### MATERIAL FOR THIS EXERCISE
========

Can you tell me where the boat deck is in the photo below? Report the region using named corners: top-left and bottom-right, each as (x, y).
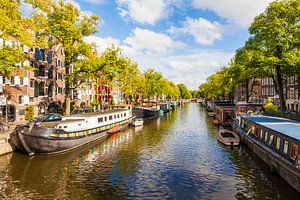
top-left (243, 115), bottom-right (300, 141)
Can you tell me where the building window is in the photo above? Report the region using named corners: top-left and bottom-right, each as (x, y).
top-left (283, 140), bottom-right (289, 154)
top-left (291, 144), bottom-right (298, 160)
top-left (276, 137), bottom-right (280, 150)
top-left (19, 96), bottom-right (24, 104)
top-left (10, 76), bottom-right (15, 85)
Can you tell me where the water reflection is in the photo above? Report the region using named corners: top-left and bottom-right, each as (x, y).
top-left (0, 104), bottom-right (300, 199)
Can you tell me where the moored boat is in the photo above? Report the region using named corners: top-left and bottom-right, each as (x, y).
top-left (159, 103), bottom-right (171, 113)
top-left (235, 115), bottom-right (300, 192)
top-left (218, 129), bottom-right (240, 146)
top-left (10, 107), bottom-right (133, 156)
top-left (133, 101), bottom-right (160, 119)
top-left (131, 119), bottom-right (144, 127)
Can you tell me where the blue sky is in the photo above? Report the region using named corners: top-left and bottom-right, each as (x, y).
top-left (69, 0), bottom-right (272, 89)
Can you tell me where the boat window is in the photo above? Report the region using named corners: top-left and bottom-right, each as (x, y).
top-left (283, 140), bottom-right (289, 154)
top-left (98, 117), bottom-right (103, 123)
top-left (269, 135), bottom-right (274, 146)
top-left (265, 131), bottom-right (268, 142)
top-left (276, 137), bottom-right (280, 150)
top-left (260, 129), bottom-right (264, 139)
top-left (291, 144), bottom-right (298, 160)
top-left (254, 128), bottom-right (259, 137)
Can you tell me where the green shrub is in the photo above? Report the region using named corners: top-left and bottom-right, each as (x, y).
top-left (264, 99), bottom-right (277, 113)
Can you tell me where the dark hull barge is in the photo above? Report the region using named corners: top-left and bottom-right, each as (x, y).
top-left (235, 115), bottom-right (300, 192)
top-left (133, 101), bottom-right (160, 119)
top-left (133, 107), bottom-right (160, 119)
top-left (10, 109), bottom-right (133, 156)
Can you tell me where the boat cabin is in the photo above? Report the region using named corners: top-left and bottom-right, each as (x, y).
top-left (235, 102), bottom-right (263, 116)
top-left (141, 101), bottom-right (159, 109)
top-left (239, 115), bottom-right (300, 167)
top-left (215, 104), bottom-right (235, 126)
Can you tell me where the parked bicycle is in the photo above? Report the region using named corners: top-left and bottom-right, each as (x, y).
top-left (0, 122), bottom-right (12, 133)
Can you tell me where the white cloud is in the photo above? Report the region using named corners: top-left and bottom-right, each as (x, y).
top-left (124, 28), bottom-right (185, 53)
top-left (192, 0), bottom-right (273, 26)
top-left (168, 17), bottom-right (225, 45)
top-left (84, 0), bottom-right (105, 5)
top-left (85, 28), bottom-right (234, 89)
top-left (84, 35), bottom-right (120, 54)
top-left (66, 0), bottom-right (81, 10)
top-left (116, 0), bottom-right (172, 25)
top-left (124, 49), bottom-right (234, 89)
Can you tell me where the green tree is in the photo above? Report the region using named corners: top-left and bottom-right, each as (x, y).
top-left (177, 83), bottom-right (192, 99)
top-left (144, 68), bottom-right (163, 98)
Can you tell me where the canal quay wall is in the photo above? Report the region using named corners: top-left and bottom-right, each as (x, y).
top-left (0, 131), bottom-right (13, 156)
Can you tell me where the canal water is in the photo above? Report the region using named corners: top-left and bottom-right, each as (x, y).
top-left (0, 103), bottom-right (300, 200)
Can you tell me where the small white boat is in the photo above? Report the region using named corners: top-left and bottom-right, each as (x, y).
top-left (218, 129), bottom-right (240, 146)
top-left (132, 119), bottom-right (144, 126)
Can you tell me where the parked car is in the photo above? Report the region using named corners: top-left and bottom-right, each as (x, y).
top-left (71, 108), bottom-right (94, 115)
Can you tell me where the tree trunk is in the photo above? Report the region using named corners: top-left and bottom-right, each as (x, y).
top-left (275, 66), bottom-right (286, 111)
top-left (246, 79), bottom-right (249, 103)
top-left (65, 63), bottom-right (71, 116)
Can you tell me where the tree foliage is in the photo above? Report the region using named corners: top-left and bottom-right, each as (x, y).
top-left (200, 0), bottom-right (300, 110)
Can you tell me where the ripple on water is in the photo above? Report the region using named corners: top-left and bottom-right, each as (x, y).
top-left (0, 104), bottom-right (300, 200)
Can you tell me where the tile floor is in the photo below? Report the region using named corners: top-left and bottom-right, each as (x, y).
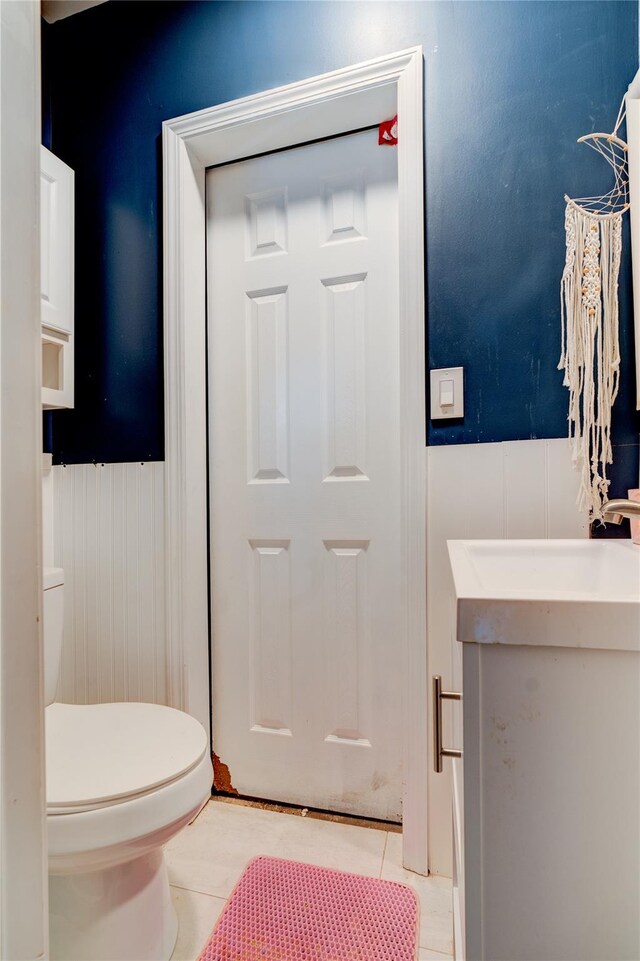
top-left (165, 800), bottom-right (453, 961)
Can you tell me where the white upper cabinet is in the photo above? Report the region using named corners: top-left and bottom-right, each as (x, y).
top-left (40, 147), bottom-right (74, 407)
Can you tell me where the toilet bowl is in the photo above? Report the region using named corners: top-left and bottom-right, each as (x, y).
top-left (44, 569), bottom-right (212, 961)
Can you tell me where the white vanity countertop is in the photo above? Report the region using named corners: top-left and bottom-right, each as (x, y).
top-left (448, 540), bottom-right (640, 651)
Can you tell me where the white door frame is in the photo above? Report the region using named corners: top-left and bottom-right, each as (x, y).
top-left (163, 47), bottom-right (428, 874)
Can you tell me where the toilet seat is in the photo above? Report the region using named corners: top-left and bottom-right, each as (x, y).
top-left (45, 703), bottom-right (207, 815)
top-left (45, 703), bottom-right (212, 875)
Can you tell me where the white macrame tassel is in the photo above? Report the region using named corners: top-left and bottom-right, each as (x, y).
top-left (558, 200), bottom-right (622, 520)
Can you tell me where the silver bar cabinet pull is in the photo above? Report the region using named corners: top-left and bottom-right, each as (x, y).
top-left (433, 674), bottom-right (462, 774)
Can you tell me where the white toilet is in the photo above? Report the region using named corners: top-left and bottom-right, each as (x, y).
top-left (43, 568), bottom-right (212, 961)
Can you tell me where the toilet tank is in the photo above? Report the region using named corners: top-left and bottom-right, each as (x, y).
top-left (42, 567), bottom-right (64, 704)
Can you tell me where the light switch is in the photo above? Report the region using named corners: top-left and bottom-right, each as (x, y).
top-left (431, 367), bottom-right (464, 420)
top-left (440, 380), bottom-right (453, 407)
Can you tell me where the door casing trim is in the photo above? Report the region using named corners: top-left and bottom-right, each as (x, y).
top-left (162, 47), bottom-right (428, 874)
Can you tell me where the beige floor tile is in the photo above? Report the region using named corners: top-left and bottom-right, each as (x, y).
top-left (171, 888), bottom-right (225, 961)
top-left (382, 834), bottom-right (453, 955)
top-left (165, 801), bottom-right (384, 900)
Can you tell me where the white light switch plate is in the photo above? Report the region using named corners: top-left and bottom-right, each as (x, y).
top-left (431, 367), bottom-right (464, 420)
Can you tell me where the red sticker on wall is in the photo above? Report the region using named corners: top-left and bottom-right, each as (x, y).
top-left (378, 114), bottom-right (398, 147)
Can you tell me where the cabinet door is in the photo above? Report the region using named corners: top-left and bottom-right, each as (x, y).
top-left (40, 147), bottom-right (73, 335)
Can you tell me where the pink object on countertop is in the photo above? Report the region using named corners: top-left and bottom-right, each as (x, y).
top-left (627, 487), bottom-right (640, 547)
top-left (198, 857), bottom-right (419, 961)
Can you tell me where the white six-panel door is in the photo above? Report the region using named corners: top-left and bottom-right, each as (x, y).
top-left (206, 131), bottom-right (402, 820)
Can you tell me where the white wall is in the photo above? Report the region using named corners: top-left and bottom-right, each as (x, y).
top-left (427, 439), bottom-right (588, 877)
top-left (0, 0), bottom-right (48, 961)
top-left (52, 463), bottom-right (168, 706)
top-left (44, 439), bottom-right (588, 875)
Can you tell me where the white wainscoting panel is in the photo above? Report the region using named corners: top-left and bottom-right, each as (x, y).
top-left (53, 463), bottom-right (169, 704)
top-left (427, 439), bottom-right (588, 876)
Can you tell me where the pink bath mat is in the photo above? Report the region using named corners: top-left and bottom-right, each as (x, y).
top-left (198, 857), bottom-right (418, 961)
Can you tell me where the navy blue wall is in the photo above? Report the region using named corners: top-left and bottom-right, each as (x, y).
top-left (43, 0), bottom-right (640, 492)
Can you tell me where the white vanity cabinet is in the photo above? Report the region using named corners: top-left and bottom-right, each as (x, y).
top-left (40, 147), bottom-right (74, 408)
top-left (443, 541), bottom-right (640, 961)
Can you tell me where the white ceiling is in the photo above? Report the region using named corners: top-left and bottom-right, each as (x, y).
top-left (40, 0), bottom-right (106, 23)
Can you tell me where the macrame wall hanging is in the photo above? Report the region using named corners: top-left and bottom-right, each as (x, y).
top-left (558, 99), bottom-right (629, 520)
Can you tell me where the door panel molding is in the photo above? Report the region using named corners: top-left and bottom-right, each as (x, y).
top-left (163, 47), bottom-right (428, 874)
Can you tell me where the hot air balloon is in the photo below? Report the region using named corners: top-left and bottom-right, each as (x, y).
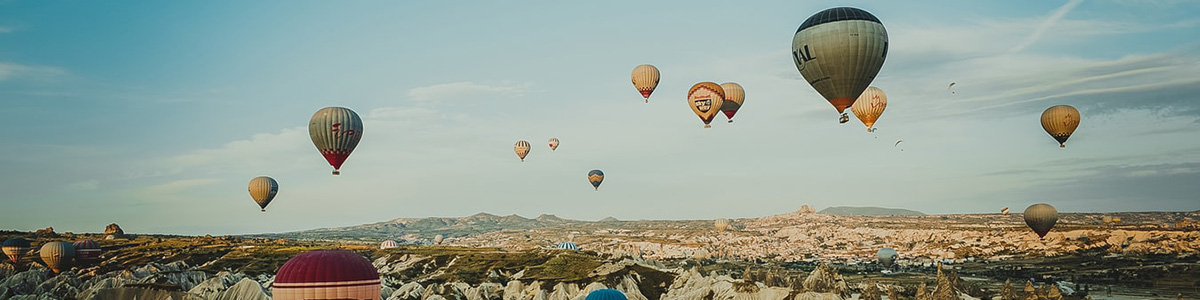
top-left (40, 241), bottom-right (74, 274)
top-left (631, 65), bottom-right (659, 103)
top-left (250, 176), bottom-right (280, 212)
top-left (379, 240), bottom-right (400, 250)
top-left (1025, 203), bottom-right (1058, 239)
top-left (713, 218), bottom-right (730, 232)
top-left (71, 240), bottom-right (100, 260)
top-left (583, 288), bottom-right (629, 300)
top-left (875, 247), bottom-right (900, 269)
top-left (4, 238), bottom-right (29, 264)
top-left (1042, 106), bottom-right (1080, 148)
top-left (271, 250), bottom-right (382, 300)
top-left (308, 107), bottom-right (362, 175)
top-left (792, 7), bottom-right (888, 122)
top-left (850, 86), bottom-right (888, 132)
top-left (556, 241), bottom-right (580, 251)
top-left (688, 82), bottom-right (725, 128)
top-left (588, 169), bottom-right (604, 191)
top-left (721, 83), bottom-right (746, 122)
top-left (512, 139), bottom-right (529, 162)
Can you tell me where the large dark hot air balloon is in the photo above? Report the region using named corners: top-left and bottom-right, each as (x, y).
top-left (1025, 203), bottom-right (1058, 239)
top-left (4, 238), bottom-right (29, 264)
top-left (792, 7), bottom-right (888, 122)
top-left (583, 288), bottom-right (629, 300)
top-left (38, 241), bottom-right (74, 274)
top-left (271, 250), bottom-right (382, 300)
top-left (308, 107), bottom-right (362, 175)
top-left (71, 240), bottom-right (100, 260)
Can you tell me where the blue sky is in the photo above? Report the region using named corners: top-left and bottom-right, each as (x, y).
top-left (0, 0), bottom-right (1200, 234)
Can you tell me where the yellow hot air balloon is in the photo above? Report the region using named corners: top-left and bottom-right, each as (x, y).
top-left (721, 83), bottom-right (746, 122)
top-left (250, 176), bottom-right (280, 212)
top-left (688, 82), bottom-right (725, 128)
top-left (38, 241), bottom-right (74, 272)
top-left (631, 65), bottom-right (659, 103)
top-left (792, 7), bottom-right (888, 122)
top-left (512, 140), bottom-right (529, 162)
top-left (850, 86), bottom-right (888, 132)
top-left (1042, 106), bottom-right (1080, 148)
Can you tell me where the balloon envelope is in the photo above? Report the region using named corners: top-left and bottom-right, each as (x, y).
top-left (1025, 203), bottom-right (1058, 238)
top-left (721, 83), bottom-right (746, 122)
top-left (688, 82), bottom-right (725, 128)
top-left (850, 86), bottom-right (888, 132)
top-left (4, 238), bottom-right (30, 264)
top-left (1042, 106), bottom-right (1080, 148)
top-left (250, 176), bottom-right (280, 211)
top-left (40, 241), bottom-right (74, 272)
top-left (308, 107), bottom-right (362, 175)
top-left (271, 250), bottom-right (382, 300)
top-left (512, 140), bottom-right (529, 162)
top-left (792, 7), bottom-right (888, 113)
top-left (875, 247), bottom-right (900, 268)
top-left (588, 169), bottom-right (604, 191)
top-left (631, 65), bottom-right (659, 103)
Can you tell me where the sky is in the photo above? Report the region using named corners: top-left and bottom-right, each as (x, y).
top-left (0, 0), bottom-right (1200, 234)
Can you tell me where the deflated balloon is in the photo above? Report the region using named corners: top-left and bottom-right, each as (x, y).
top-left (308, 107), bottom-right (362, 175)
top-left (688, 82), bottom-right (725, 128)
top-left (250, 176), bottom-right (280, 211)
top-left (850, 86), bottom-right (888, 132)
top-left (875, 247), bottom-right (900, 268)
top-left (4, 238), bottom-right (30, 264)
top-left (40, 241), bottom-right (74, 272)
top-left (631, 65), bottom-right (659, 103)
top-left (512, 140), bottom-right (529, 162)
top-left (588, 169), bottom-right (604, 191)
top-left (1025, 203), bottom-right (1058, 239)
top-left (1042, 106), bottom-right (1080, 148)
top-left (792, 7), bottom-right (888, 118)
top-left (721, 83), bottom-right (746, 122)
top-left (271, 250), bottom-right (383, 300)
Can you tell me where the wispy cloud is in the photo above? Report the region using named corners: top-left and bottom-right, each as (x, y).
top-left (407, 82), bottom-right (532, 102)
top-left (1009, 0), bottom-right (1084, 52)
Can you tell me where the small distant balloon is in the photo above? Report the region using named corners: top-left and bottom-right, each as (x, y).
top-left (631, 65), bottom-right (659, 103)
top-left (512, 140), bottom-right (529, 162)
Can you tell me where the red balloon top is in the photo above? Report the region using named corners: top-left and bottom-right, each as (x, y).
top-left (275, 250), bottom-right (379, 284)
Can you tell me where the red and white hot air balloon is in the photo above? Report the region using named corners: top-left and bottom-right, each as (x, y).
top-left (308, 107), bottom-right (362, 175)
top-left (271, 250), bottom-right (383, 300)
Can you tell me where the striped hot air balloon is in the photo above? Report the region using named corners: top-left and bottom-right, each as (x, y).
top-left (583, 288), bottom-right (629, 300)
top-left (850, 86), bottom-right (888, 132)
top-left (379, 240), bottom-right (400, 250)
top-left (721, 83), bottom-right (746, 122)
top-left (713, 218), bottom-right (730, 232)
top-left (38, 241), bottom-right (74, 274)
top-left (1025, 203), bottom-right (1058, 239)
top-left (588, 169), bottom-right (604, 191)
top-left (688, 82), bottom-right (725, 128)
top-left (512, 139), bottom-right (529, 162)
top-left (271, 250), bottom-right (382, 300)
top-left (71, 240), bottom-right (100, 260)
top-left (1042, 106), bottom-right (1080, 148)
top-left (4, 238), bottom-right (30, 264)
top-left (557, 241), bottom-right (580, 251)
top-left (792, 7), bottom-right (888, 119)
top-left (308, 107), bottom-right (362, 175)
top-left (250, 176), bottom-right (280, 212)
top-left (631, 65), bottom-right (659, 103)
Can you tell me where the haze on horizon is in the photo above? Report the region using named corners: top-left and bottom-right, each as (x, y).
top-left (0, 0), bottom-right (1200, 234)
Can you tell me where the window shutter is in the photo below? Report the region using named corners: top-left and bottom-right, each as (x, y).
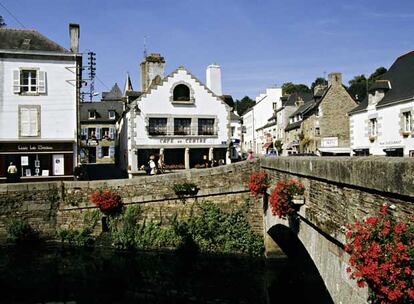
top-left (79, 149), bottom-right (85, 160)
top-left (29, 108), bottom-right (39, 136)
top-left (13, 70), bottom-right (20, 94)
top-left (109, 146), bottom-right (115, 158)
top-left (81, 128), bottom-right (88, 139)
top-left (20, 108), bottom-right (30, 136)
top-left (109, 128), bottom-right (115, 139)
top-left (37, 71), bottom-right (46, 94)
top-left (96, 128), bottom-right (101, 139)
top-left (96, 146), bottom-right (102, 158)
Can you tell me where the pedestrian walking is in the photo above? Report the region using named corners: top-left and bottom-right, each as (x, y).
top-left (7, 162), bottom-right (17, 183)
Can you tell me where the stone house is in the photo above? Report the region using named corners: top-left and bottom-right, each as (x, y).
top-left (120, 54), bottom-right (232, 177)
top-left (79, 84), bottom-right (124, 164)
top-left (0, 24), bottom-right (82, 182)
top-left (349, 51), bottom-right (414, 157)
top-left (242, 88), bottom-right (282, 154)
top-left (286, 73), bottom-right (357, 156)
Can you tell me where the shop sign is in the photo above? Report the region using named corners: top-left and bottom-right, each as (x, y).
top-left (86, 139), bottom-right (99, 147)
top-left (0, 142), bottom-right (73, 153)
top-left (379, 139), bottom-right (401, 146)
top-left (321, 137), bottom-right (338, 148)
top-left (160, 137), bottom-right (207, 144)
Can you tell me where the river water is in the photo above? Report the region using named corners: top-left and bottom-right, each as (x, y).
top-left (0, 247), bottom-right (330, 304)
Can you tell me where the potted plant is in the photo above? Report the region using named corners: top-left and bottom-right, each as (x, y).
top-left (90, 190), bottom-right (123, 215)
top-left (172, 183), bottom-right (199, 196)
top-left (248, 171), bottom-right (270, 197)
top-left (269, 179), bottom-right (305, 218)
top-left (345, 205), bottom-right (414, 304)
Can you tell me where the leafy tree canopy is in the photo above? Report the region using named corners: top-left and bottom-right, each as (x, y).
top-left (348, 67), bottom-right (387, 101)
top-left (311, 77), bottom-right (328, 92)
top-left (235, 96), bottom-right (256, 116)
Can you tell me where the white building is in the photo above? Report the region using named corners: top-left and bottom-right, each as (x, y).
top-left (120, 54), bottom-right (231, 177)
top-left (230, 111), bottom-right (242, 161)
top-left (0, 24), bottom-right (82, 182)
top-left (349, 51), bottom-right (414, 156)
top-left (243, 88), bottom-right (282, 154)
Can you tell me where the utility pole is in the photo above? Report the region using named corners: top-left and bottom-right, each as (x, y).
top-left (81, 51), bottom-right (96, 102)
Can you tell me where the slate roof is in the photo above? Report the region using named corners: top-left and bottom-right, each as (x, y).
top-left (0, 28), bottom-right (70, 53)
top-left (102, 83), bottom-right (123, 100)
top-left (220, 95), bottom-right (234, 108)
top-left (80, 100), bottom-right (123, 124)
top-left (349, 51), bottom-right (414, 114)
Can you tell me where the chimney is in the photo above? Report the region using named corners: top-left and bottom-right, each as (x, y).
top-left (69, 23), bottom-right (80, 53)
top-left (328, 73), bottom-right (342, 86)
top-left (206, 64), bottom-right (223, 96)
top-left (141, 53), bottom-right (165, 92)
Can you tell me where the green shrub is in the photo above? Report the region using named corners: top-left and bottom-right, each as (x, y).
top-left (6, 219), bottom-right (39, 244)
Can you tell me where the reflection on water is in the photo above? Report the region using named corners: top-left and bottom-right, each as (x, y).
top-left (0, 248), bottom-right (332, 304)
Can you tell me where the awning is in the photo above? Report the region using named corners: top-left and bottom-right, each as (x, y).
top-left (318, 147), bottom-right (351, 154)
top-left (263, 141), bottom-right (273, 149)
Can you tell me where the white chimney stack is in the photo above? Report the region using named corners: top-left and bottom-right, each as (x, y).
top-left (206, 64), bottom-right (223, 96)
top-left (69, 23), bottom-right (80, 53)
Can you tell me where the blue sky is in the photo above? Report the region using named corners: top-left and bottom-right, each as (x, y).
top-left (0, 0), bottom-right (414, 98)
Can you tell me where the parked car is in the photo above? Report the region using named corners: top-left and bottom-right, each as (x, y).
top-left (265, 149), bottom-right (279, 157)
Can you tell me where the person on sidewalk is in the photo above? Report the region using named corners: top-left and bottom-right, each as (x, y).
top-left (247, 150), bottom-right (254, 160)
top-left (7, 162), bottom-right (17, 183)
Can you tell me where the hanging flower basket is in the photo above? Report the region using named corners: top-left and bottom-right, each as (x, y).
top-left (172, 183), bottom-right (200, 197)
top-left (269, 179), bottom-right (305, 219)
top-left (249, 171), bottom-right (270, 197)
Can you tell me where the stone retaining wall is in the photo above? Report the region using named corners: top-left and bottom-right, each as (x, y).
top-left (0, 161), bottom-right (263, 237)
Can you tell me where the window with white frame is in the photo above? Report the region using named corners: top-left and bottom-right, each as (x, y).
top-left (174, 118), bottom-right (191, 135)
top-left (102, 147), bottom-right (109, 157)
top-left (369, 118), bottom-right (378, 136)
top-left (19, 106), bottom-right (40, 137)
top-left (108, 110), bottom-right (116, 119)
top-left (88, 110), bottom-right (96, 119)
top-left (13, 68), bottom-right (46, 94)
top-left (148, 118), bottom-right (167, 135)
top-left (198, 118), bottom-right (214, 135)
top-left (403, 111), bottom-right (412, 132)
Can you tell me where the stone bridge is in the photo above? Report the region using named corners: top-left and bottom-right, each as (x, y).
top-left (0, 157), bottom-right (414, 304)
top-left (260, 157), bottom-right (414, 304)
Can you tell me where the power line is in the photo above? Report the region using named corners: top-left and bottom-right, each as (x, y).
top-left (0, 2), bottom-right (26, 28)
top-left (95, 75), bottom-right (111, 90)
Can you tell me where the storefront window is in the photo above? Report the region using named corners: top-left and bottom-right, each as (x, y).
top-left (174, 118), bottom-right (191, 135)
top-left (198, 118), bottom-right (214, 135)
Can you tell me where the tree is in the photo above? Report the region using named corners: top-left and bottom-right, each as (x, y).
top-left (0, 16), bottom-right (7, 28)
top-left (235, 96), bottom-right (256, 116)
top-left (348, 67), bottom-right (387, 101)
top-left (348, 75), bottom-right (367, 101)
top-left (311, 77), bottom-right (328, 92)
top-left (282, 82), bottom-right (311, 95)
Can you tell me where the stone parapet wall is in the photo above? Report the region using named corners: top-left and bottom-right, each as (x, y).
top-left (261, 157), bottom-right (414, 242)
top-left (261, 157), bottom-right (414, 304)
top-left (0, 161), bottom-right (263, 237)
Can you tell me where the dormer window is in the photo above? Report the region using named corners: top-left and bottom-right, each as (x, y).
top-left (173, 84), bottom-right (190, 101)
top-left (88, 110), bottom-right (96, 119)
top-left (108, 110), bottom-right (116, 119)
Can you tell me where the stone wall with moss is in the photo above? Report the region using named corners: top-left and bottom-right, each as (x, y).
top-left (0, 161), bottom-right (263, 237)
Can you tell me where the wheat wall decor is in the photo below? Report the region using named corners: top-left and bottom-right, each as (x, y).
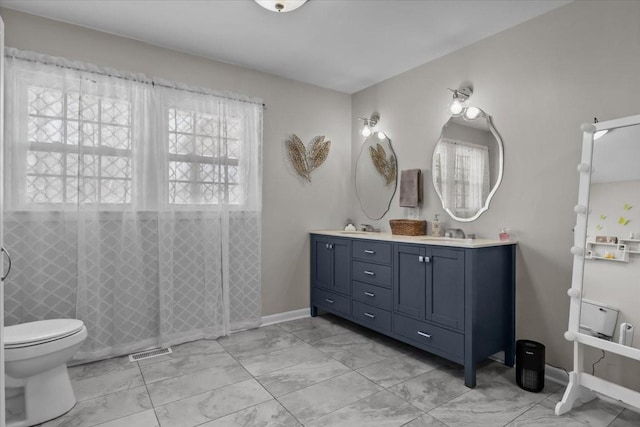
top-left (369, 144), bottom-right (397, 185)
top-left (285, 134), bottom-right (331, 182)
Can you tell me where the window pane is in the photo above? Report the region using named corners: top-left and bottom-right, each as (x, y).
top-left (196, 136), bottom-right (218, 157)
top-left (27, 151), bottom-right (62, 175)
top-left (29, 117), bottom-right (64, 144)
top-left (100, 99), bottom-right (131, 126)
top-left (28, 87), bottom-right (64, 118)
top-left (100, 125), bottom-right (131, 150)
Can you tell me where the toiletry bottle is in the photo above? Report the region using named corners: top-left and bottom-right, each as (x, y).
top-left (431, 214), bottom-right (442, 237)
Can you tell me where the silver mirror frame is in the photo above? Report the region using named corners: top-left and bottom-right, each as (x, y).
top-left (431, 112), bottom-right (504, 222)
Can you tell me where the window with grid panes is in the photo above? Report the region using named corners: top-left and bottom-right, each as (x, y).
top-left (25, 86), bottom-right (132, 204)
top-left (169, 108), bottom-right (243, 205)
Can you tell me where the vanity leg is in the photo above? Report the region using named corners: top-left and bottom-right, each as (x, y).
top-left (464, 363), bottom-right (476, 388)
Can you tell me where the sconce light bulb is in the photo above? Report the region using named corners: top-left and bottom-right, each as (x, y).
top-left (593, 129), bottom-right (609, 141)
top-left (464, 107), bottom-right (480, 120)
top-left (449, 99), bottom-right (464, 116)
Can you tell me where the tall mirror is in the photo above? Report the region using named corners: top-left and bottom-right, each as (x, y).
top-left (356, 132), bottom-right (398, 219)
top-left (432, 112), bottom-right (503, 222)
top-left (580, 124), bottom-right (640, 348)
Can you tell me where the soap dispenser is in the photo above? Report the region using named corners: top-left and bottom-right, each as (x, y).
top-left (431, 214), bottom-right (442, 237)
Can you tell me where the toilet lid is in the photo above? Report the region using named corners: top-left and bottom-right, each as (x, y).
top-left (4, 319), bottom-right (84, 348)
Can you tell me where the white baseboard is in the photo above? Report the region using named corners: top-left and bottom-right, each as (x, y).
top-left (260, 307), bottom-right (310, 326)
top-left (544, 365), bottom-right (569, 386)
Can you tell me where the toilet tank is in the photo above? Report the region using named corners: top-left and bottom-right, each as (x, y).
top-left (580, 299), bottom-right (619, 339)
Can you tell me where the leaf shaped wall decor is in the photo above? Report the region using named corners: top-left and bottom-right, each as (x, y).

========

### EXERCISE AIM
Your answer should consist only of the lines from the one with "Can you tell me where the vanity" through the end of the data above, reproduced exactly.

### FINAL ANSWER
Can you tell me where the vanity leg is in the photo above? Report the region using named corners: top-left and bottom-right, each as (x, y).
top-left (464, 363), bottom-right (476, 388)
Can you tell me where the sconce light bulb is in the photo above? Report the region using named corners: top-left and bottom-right, each as (x, y).
top-left (593, 129), bottom-right (609, 141)
top-left (464, 107), bottom-right (480, 120)
top-left (449, 99), bottom-right (464, 116)
Can you tell me where the tall mirror is in the photo above? Report the region using named corners: top-left and bottom-right, each as (x, y).
top-left (356, 132), bottom-right (398, 219)
top-left (432, 112), bottom-right (503, 222)
top-left (580, 124), bottom-right (640, 348)
Can you tell me where the soap dispenser is in the photo above? Report the region using named corners: top-left and bottom-right, each as (x, y).
top-left (431, 214), bottom-right (442, 237)
Can you tell me where the toilet lid is in the photo above? Report the region using named corners: top-left and bottom-right, each as (x, y).
top-left (4, 319), bottom-right (84, 348)
Can you tell me where the white baseboard is in the photo above? Report the region using named corners: top-left and bottom-right, each as (x, y).
top-left (260, 307), bottom-right (310, 326)
top-left (544, 365), bottom-right (569, 386)
Can you tell me where the toilet tank is in the photo above? Report the region using named corners: top-left and bottom-right, each as (x, y).
top-left (580, 299), bottom-right (619, 339)
Can you tell me where the leaf shaped wall decor is in the photo above? Report the region using named corners: top-left and bottom-right, each as (x, y).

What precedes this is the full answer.